__WORK INSTRUCTION A__
Name each person the text on ME patient support groups below identifies as an author of the 1989 books by people associated with those groups.
__WORK INSTRUCTION B__
Extend the text on ME patient support groups below with a few sentences that pick up after its final sentence.

__SELECTED TEXT__
The story of the damage that patient support groups allegedly do is intriguing. SW was obviously a keen proponent of the idea. It is , I think, unclear who originated it.
One of the things I've looked into. At this point I'd say the originator is Wessely (though this topic is a process in development and I'm currently looking at other things) with Sharpe giving it a place in the CBM.
In January 1989, in the first article where he is proposing "treating" ME patients with CBT, he is actually published as saying: "Self-help groups can provide considerable emotional and practical support..[...].. Self-help manuals are also useful, and an informative handout should accompany the initial interview."
He means of course stuff he approves of, like stuff from Richard Edwards and a terrible book with a cover blurb promising to bring back the "spark" in the life of 'fatigued women', but the general idea is: support and info are good.
Butler and Chalder, his collaborators who provide him with the CBT expertise, even write an article for MEA, that is published in the Summer 1989 MEA Newsletter. (With thanks to
@chrisb for providing that information.)
But from there things seem to sour.*
One of the things that happens is that there are a couple of books published in 1989 by people associated with ME support groups; D. Smith and C. Sheperd from the ME Association, and M. Franklin and A. MacIntyre from the ME Action Campaign.
Wessely obviously feels very attacked by them and writes a long, very vitriolic piece about them in his buddy journal (BMJ, 3rd June 1989
What your patient may be reading), where he portrays them as a sort of fiction and complains about how "especially psychiatrists" are "the villains", ending with "a little more psychology and a little less T cells would be wellcome".
Basically the ME-organisations are not particularly cheerleading his theories about ME and the accompanying CBT approach, although, looking back, they are actually quite open to some of the underlying theories and CBT as a serious treatment option. (There are of course also pieces that are very critical, like a response to Butler and Chalder's MEA piece with a bunch of scientific articles referenced - they will not have liked their patients having access to that.)

__DATASET EXCERPTS__
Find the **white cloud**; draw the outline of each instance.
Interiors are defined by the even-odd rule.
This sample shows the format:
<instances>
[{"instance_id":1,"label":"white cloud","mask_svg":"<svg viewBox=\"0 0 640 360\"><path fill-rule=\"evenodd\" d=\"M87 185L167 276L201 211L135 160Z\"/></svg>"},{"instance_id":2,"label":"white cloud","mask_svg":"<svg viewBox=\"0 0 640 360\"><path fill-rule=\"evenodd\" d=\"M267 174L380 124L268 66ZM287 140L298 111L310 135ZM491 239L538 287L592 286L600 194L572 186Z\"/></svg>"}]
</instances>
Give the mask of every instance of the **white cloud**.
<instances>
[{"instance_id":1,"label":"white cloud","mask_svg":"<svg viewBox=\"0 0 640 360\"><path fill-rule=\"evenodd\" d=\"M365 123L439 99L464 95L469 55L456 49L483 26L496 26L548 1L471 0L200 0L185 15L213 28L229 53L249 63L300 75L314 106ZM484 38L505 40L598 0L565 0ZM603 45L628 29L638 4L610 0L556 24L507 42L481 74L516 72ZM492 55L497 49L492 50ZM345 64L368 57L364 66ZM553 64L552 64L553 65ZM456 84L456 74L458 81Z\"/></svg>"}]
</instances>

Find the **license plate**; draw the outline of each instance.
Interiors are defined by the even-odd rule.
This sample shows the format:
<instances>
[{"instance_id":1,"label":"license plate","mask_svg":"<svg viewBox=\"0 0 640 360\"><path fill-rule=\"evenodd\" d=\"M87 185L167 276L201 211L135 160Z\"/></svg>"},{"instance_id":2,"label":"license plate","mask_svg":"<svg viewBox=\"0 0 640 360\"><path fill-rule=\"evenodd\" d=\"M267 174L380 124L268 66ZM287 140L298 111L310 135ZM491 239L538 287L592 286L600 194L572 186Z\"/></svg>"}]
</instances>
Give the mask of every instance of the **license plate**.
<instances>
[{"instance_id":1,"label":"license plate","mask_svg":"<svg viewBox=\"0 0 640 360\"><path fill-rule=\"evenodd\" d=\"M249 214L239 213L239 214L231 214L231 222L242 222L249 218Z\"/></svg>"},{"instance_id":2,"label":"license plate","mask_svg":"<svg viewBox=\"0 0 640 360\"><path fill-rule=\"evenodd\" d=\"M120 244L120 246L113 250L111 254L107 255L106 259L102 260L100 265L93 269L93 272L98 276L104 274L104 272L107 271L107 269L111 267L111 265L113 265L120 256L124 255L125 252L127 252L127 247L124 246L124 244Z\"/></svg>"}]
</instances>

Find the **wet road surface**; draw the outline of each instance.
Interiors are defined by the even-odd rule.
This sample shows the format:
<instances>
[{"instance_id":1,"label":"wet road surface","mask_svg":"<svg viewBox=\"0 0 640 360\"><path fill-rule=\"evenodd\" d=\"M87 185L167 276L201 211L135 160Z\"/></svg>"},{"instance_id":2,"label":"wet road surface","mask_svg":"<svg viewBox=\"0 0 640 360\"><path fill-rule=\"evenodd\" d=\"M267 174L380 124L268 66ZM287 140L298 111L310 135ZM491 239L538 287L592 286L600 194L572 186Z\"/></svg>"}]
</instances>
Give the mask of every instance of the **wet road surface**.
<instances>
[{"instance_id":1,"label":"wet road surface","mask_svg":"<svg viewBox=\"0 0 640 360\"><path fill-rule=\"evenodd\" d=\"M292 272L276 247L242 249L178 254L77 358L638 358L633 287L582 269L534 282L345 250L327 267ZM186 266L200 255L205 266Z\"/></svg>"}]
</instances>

__WRITTEN ANSWER A__
D. Smith, C. Sheperd, M. Franklin, A. MacIntyre

__WRITTEN ANSWER B__
From this point on Wessely is homing in on patient's so-called "hostility" towards psychiatry.
*He could of course very well privately have had those ideas before, with the positive support group remark just him opportunistically saying what he thought landed best at his audience, posing as a benevolent ME patient helper, but I do get the impression it is like the angry response of a toxic boy who had expected to be greeted by his targeted girl with open arms, admiration and gratitude for his perceived awesomeness, and then wasn't.
In April 1989 Sharpe, who is in contact with Wessely, also starts to complain about the ME Association and the ME Action Campaign, because they are "rather disparaging of psychiatric treatment", advising that patients need to be encouraged to be as sceptical to their advice as they are about psychiatric treatments. He is at this point for me the first one that explicitly fits those support groups in the CBM, in a way that his Psych Department developed at the time, by assigning them to being a "maintaining factor".
While the notion of ME support groups being harmful to patients fits perfectly with the notions around hysteria, which were the basis for Wessely's image of ME (so I think the general idea is his), it was as far as I can tell so far Sharpe&co who first explicitly fit it into the illness model.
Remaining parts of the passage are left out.